The exercise:
Copy out all the entries below, switching "thickest" to "widest" wherever it occurs and changing nothing else. Do not include the pictures.

Source material:
=-=-=-=-=

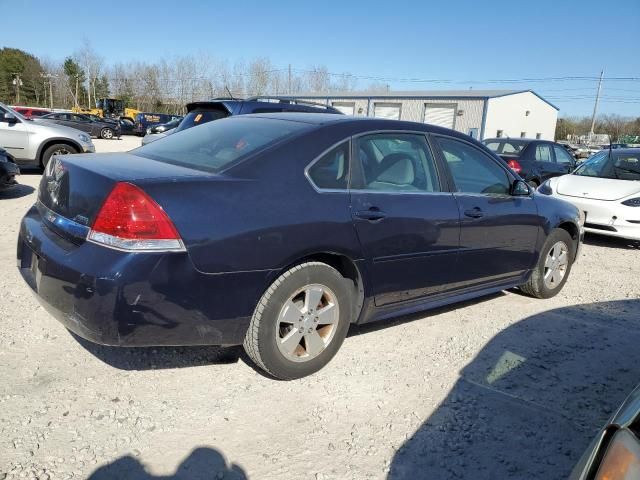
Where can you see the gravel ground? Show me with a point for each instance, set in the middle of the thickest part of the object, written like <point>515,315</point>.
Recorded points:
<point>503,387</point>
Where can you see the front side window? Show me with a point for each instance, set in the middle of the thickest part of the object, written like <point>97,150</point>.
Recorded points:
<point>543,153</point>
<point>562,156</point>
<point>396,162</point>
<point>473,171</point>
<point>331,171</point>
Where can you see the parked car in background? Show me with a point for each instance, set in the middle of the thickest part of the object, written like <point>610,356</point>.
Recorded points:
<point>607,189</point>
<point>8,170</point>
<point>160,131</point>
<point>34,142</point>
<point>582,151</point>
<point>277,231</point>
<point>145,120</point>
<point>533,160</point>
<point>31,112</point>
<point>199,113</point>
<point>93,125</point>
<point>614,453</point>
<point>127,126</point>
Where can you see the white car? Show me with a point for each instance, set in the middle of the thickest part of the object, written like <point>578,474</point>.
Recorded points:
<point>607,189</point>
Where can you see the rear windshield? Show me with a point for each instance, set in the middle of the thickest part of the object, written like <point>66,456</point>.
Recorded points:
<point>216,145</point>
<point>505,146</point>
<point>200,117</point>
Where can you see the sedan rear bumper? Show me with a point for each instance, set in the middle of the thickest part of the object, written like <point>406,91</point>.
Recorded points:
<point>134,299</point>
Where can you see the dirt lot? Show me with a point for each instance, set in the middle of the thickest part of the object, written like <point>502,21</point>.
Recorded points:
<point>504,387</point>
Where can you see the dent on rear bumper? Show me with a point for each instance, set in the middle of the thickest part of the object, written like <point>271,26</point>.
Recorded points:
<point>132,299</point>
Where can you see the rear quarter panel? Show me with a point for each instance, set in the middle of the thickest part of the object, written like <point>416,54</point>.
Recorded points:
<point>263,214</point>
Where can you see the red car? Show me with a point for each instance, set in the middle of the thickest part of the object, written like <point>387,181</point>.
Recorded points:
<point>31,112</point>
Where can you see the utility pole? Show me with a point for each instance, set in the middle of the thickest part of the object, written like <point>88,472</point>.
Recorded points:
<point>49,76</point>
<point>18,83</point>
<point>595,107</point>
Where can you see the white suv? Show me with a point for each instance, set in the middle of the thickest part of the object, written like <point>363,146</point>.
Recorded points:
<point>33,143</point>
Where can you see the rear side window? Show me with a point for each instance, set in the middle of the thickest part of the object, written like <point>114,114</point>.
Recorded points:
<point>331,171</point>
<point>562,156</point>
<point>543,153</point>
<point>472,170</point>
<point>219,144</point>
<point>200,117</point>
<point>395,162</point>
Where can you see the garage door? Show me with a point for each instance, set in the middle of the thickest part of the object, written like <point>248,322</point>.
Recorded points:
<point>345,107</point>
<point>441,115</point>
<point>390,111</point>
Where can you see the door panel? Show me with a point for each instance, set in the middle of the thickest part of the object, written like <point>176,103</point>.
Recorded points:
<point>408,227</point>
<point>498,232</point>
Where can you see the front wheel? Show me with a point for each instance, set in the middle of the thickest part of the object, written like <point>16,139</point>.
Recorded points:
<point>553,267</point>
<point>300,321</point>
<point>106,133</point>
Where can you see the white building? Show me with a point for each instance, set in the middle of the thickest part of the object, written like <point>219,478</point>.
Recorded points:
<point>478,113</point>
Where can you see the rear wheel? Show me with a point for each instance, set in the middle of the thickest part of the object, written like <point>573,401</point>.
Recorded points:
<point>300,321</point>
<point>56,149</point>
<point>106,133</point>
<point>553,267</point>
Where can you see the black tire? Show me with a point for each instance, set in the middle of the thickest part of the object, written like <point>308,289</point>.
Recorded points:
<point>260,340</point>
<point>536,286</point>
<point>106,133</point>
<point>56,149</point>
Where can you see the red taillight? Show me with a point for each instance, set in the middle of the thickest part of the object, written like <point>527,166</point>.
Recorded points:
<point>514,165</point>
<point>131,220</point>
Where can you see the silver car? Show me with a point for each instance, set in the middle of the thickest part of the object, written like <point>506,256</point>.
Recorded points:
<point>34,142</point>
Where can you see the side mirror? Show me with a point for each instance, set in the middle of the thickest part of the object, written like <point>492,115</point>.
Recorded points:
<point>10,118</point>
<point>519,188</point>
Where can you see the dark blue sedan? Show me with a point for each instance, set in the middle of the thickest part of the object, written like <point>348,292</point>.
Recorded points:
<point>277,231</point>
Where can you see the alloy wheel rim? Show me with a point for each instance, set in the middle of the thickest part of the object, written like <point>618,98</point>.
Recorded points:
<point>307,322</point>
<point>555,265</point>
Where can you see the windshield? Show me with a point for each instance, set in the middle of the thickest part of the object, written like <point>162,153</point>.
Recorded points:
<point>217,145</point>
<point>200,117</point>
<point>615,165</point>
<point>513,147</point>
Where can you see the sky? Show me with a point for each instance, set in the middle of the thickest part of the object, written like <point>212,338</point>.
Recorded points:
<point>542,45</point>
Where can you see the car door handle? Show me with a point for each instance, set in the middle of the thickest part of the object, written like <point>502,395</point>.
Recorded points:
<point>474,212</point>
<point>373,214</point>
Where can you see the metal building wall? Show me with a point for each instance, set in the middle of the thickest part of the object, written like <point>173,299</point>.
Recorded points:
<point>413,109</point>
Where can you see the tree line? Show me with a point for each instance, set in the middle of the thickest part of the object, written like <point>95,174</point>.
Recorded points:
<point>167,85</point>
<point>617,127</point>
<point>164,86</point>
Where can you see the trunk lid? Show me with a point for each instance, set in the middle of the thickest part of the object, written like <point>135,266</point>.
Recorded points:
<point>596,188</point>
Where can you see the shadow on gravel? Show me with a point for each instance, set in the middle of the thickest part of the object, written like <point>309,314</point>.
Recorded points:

=-=-=-=-=

Full solution:
Where can you see the gravel ground? Show me with a point for each instance, set in the middle of the widest part of the object, written like <point>515,315</point>.
Recorded points:
<point>503,387</point>
Where can you see the front side window? Show me with a point for each instance, set in the middle of the widest part of the object, written like <point>97,150</point>.
Recorded points:
<point>543,153</point>
<point>562,156</point>
<point>396,162</point>
<point>473,171</point>
<point>331,171</point>
Where can you see the parked car in background? Show me with a point for each instance, set in the middle of the widest part of the object, written like <point>610,356</point>.
Recorded points:
<point>607,189</point>
<point>8,170</point>
<point>160,131</point>
<point>34,142</point>
<point>582,151</point>
<point>277,231</point>
<point>145,120</point>
<point>533,160</point>
<point>31,112</point>
<point>199,113</point>
<point>93,125</point>
<point>614,453</point>
<point>127,126</point>
Where can you see the white car? Show me with a point for each instance, set in the middle of the widest part of the object, written like <point>578,474</point>.
Recorded points:
<point>607,189</point>
Where can you see the rear windshield? Show me with a point for each instance, set in the middle of the widest part of the object, written like <point>66,456</point>.
Recorded points:
<point>216,145</point>
<point>505,146</point>
<point>200,117</point>
Where can you see the sedan rear bumper? Show me with a point for each instance, set in the middle of the widest part of the object, written like <point>406,91</point>.
Recorded points:
<point>134,299</point>
Where can you see the dirt lot? Show me with a point for each instance, set in the middle of the widest part of the object, written like <point>502,21</point>.
Recorded points:
<point>504,387</point>
Where can you see the dent on rear bumper? Show me with a point for each instance, set in the middle of the widest part of the object, written like <point>271,26</point>.
Recorded points:
<point>132,299</point>
Where can you see the rear quarter panel? Show me with a point for each instance, set in the middle of the widest part of the object, written like <point>416,54</point>.
Recorded points:
<point>263,214</point>
Where can you see the red car? Show me with a point for each instance, set in the middle of the widest part of the object, written like <point>387,181</point>.
Recorded points:
<point>31,112</point>
Where can you see the utility pole? Show me with a point for each instance, set in the middle of the widest part of the object, written like <point>88,472</point>.
Recorded points:
<point>49,76</point>
<point>18,83</point>
<point>595,107</point>
Where can you see the white suv? Show me with a point for each instance, set in the middle of the widest part of the object, written like <point>363,146</point>.
Recorded points:
<point>33,143</point>
Where can you see the rear side window? Show me with a point for each instance, set in the middle of the widest part of the object, written like <point>114,114</point>.
Recorded points:
<point>331,171</point>
<point>562,156</point>
<point>543,153</point>
<point>472,170</point>
<point>219,144</point>
<point>200,117</point>
<point>395,162</point>
Where can you see the garage door? Show me with a point for each instance, set in the middle of the widest part of the object, written like <point>248,322</point>.
Recorded points:
<point>345,107</point>
<point>441,115</point>
<point>390,111</point>
Where can you see the door panel? Show me with a point for each instance, set in the middle of the widest part of the object, written like <point>176,103</point>.
Recorded points:
<point>408,227</point>
<point>498,232</point>
Where can you see the front wheel? Show me with a point for each instance, set in the middle of the widest part of the object, written like <point>16,139</point>.
Recorded points:
<point>553,267</point>
<point>300,321</point>
<point>106,133</point>
Where can you see the white building? Show me with a point for each instance, set in the middle of the widest part of the object, written like <point>219,478</point>.
Recorded points:
<point>478,113</point>
Where can you see the rear wheel? Show me with a point for each instance, set in the middle of the widest part of the object, written like <point>573,401</point>.
Recorded points:
<point>300,321</point>
<point>56,149</point>
<point>106,133</point>
<point>553,267</point>
Where can you see the black tire? Show me with a point for each instance, set in the middle of the widest part of the object, written like <point>308,289</point>.
Recorded points:
<point>260,340</point>
<point>536,286</point>
<point>106,133</point>
<point>56,149</point>
Where can you see the red taillight? Show me with a point for each instance, set in the middle of the widest part of the object, written like <point>527,166</point>.
Recorded points:
<point>514,165</point>
<point>131,220</point>
Where can you see the silver car? Show me with a point for each instance, set in the middle of the widest part of the object, written like <point>506,256</point>.
Recorded points:
<point>34,142</point>
Where can you see the side mirror? Show me with a point for each instance, set in the middle of the widest part of the object, written like <point>492,115</point>.
Recorded points:
<point>10,118</point>
<point>519,188</point>
Where can you see the dark blue sedan? Show me with a point for each instance, set in the middle of the widest part of the object, written like <point>348,292</point>.
Recorded points:
<point>277,231</point>
Where can you see the alloy wheel rim? Show me with a point for each instance, set in the middle of the widest part of the object, written like <point>618,98</point>.
Recorded points:
<point>307,322</point>
<point>555,265</point>
Where can you see the windshield? Show me with a point for each instance, set in the middle of the widest part of the object, written like <point>162,153</point>.
Recorded points:
<point>217,145</point>
<point>200,117</point>
<point>615,165</point>
<point>513,147</point>
Where can you see the sky? Show me with a point for each instance, set in the middle of the widest part of the object, written like <point>212,338</point>.
Recorded points:
<point>542,45</point>
Where can you see the car door handle? Show me with a point for each instance, set in the middle of the widest part of the object, written like <point>502,395</point>.
Recorded points:
<point>474,212</point>
<point>373,214</point>
Where can you see the metal building wall? Show me with a point for each instance, set in the middle of the widest part of the object, written like <point>173,299</point>.
Recorded points:
<point>413,109</point>
Where can you see the tree line? Show me with a point for each instance, set in the middle of the widest part of the object, written like <point>95,174</point>.
Recorded points:
<point>167,85</point>
<point>617,127</point>
<point>164,86</point>
Where can you see the trunk lid? Show me with a point for each instance, set in the middle of the widest part of the object, written like <point>135,266</point>.
Recorded points:
<point>596,188</point>
Where can you see the shadow on gravel? Show me with a point for each instance, set in the middle of the widest part of the object, written like <point>309,314</point>.
Recorded points:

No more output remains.